• [Your goal]: Repeat each line word for word.

• [Material for this task]:

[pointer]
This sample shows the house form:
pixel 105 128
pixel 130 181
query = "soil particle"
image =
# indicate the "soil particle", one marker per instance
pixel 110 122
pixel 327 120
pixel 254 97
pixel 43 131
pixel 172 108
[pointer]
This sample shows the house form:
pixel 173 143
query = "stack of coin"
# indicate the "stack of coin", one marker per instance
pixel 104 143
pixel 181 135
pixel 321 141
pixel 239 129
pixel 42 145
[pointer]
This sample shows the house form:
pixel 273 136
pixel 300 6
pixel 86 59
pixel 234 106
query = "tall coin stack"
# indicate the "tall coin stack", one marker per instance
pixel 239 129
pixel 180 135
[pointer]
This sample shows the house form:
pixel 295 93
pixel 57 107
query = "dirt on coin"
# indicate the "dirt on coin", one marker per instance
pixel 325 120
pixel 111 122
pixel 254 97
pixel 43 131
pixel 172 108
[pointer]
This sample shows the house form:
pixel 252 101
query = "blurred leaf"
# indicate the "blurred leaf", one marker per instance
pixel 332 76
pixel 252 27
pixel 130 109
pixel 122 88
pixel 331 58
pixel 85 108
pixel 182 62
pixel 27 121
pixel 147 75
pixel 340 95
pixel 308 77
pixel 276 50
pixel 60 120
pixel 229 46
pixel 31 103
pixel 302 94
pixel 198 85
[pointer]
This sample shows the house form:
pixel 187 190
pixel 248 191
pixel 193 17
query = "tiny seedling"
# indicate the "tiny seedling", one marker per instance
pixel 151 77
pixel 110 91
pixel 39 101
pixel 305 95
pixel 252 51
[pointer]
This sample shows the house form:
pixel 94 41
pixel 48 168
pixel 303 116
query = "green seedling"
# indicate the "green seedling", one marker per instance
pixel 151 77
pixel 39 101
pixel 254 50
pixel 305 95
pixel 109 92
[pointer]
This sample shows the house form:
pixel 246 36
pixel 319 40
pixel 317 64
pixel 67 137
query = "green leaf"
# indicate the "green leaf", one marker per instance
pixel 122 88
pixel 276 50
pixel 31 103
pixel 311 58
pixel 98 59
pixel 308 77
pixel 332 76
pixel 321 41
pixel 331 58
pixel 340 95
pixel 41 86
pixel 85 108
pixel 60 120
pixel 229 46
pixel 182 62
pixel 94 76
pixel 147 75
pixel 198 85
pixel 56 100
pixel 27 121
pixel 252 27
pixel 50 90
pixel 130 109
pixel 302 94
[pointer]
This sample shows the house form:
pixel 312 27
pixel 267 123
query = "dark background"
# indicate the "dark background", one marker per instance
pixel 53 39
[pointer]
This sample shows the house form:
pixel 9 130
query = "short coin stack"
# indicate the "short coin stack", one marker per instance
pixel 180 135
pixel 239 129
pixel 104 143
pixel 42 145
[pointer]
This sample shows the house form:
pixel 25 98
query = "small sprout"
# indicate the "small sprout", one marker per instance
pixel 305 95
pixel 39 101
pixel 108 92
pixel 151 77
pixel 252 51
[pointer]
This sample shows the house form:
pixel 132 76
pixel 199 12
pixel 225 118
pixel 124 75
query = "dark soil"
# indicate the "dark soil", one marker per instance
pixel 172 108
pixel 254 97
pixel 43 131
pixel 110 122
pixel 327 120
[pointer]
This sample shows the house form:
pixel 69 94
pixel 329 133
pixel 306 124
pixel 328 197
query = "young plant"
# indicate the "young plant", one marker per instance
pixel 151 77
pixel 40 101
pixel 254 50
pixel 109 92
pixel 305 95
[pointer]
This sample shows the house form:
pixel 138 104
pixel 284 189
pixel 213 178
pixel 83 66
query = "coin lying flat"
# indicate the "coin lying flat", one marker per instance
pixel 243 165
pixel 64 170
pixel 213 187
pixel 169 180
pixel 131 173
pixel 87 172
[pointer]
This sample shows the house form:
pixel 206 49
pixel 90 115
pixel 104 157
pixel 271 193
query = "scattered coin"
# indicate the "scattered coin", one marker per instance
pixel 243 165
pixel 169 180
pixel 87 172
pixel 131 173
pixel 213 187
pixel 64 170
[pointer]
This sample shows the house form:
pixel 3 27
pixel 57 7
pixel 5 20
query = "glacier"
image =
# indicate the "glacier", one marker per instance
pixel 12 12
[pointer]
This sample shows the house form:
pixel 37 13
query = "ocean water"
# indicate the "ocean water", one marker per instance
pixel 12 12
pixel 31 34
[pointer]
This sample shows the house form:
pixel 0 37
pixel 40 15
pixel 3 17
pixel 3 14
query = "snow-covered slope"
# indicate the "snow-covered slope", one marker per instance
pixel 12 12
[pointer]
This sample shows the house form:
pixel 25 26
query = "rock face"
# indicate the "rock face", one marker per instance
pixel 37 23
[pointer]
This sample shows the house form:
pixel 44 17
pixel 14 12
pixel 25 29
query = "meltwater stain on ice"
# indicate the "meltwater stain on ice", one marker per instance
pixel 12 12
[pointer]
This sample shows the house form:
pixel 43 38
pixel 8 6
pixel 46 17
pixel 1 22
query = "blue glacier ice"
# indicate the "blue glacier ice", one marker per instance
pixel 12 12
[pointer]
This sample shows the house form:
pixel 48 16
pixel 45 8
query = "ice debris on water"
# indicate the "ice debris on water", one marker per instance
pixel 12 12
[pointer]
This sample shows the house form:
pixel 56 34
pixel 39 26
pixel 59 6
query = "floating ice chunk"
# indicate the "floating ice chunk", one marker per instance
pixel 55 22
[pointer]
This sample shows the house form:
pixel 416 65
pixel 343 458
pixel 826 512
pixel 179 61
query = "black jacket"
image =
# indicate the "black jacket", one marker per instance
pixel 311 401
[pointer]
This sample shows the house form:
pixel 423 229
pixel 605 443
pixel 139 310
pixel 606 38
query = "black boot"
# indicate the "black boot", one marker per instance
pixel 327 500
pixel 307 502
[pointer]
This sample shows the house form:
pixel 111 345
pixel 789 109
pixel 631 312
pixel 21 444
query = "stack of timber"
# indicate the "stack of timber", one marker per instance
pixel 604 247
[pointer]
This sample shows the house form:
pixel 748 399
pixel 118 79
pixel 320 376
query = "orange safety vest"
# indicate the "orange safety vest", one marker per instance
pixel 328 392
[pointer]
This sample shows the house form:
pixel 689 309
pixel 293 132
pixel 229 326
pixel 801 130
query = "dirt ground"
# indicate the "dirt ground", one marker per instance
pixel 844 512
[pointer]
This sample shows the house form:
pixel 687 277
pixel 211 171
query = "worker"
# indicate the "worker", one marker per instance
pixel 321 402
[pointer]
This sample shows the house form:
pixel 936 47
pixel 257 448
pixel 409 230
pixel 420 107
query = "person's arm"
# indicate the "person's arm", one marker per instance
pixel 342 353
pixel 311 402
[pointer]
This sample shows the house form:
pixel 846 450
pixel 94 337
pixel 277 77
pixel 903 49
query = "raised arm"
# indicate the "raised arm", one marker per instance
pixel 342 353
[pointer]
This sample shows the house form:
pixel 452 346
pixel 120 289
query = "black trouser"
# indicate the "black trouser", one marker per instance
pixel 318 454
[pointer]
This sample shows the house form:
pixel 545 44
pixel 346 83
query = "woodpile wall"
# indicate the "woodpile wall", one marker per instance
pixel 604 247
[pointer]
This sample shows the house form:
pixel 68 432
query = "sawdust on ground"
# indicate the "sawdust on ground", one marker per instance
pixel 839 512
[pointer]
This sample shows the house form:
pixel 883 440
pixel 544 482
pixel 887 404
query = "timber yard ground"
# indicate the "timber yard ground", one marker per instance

• [Written reply]:
[pointer]
This sample shows the house form:
pixel 105 128
pixel 130 181
query = "soil particle"
image =
# indicate the "soil particle", one marker per instance
pixel 110 122
pixel 327 120
pixel 254 97
pixel 43 131
pixel 172 108
[pointer]
This sample shows the house form:
pixel 173 143
query = "stack of coin"
# indicate the "stack of coin", one marker per instance
pixel 104 143
pixel 181 135
pixel 321 141
pixel 239 129
pixel 42 145
[pointer]
This sample shows the house form:
pixel 273 136
pixel 300 6
pixel 86 59
pixel 234 106
query = "tall coin stack"
# indicate the "tall coin stack", one marker per instance
pixel 239 129
pixel 180 135
[pointer]
This sample shows the house form:
pixel 295 93
pixel 57 107
query = "dirt on coin"
# indicate the "dirt on coin", one marker per instance
pixel 325 120
pixel 111 122
pixel 254 97
pixel 43 131
pixel 172 108
[pointer]
This sample shows the house form:
pixel 252 101
query = "blurred leaf"
# indicate the "blurred leaf", one marker per instance
pixel 332 76
pixel 252 27
pixel 130 109
pixel 122 88
pixel 331 58
pixel 85 108
pixel 182 62
pixel 27 121
pixel 147 75
pixel 340 95
pixel 308 77
pixel 276 50
pixel 60 120
pixel 229 46
pixel 31 103
pixel 302 94
pixel 198 85
[pointer]
This sample shows the house form:
pixel 187 190
pixel 248 191
pixel 193 17
query = "tiny seedling"
# indicate the "tiny seedling", one marker per instance
pixel 151 77
pixel 110 91
pixel 39 101
pixel 305 95
pixel 252 51
[pointer]
This sample shows the house form:
pixel 94 41
pixel 48 168
pixel 303 116
query = "green seedling"
# indicate the "green seedling", one marker per instance
pixel 151 77
pixel 39 101
pixel 254 50
pixel 305 95
pixel 109 92
[pointer]
This sample shows the house form:
pixel 246 36
pixel 319 40
pixel 317 64
pixel 67 137
query = "green leaf"
# indicate the "green leaf", one marker per instance
pixel 122 88
pixel 276 50
pixel 31 103
pixel 311 58
pixel 98 59
pixel 308 77
pixel 332 76
pixel 321 41
pixel 331 58
pixel 340 95
pixel 41 86
pixel 85 108
pixel 60 120
pixel 229 46
pixel 182 62
pixel 94 76
pixel 147 75
pixel 198 85
pixel 56 100
pixel 27 121
pixel 252 27
pixel 50 90
pixel 130 109
pixel 302 94
[pointer]
This sample shows the house form:
pixel 312 27
pixel 267 123
query = "dark background"
# indicate the "dark background", one marker per instance
pixel 53 39
[pointer]
This sample shows the house form:
pixel 9 130
query = "short coin stack"
# indicate the "short coin stack", one marker per instance
pixel 180 135
pixel 239 129
pixel 104 143
pixel 42 145
[pointer]
This sample shows the house form:
pixel 25 98
query = "small sprout"
# indicate the "small sprout", one marker per instance
pixel 305 95
pixel 39 101
pixel 108 92
pixel 151 77
pixel 252 51
[pointer]
This sample shows the house form:
pixel 132 76
pixel 199 12
pixel 225 118
pixel 124 75
query = "dark soil"
# indicate the "dark soil", one marker per instance
pixel 172 108
pixel 254 97
pixel 43 131
pixel 110 122
pixel 327 120
[pointer]
This sample shows the house form:
pixel 69 94
pixel 329 133
pixel 306 124
pixel 328 197
query = "young plant"
# indicate the "young plant", one marker per instance
pixel 151 77
pixel 40 101
pixel 254 50
pixel 109 92
pixel 305 95
[pointer]
This sample shows the house form:
pixel 138 104
pixel 284 189
pixel 213 178
pixel 83 66
query = "coin lying flat"
# indicate the "coin lying flat", one marker per instance
pixel 243 165
pixel 64 170
pixel 213 187
pixel 169 180
pixel 131 173
pixel 87 172
[pointer]
This sample shows the house form:
pixel 206 49
pixel 90 115
pixel 104 157
pixel 271 193
query = "scattered coin"
# indicate the "scattered coin", one marker per instance
pixel 243 165
pixel 169 180
pixel 87 172
pixel 131 173
pixel 213 187
pixel 64 170
[pointer]
This sample shows the house form:
pixel 3 27
pixel 57 7
pixel 5 20
query = "glacier"
image =
# indicate the "glacier", one marker per instance
pixel 12 12
[pointer]
This sample shows the house form:
pixel 37 13
query = "ocean water"
# indicate the "ocean water", one marker per instance
pixel 12 12
pixel 31 34
[pointer]
This sample shows the house form:
pixel 0 37
pixel 40 15
pixel 3 17
pixel 3 14
query = "snow-covered slope"
# indicate the "snow-covered slope", one marker per instance
pixel 12 12
[pointer]
This sample shows the house form:
pixel 25 26
query = "rock face"
# indicate the "rock face", one marker per instance
pixel 37 23
[pointer]
This sample shows the house form:
pixel 44 17
pixel 14 12
pixel 25 29
query = "meltwater stain on ice"
# indicate the "meltwater stain on ice", one marker per instance
pixel 12 12
[pointer]
This sample shows the house form:
pixel 43 38
pixel 8 6
pixel 46 17
pixel 1 22
query = "blue glacier ice"
# indicate the "blue glacier ice", one marker per instance
pixel 12 12
[pointer]
This sample shows the house form:
pixel 48 16
pixel 45 8
query = "ice debris on water"
# indicate the "ice debris on water", one marker per instance
pixel 12 12
[pointer]
This sample shows the house form:
pixel 56 34
pixel 39 26
pixel 59 6
query = "floating ice chunk"
# indicate the "floating ice chunk", one marker per instance
pixel 55 22
[pointer]
This sample shows the house form:
pixel 416 65
pixel 343 458
pixel 826 512
pixel 179 61
query = "black jacket"
image =
# indicate the "black jacket", one marker per instance
pixel 311 401
[pointer]
This sample shows the house form:
pixel 423 229
pixel 605 443
pixel 139 310
pixel 606 38
query = "black boot"
# indicate the "black boot", one marker per instance
pixel 327 500
pixel 307 502
[pointer]
This sample shows the house form:
pixel 111 345
pixel 789 109
pixel 631 312
pixel 21 444
query = "stack of timber"
# indicate the "stack of timber", one marker per instance
pixel 604 247
[pointer]
This sample shows the house form:
pixel 748 399
pixel 118 79
pixel 320 376
query = "orange safety vest"
# indicate the "orange safety vest", one marker per instance
pixel 328 392
[pointer]
This sample shows the house form:
pixel 689 309
pixel 293 132
pixel 229 326
pixel 801 130
query = "dirt ground"
# indicate the "dirt ground", one marker per instance
pixel 844 512
[pointer]
This sample shows the house form:
pixel 687 277
pixel 211 171
query = "worker"
# indicate the "worker", one marker per instance
pixel 321 402
[pointer]
This sample shows the house form:
pixel 936 47
pixel 257 448
pixel 409 230
pixel 420 107
query = "person's arm"
# indicate the "person's arm", one marker per instance
pixel 342 353
pixel 311 402
[pointer]
This sample shows the house form:
pixel 846 450
pixel 94 337
pixel 277 77
pixel 903 49
query = "raised arm"
# indicate the "raised arm", one marker per instance
pixel 342 353
[pointer]
This sample shows the house form:
pixel 452 346
pixel 120 289
query = "black trouser"
# indicate the "black trouser", one marker per instance
pixel 318 454
[pointer]
This sample shows the house form:
pixel 545 44
pixel 346 83
query = "woodpile wall"
# indicate the "woodpile wall", one marker per instance
pixel 604 247
[pointer]
This sample shows the house form:
pixel 68 432
query = "sawdust on ground"
# indicate the "sawdust on ground", one marker per instance
pixel 839 512
[pointer]
This sample shows the house form:
pixel 883 440
pixel 544 482
pixel 887 404
query = "timber yard ground"
# indicate the "timber yard ground", one marker per instance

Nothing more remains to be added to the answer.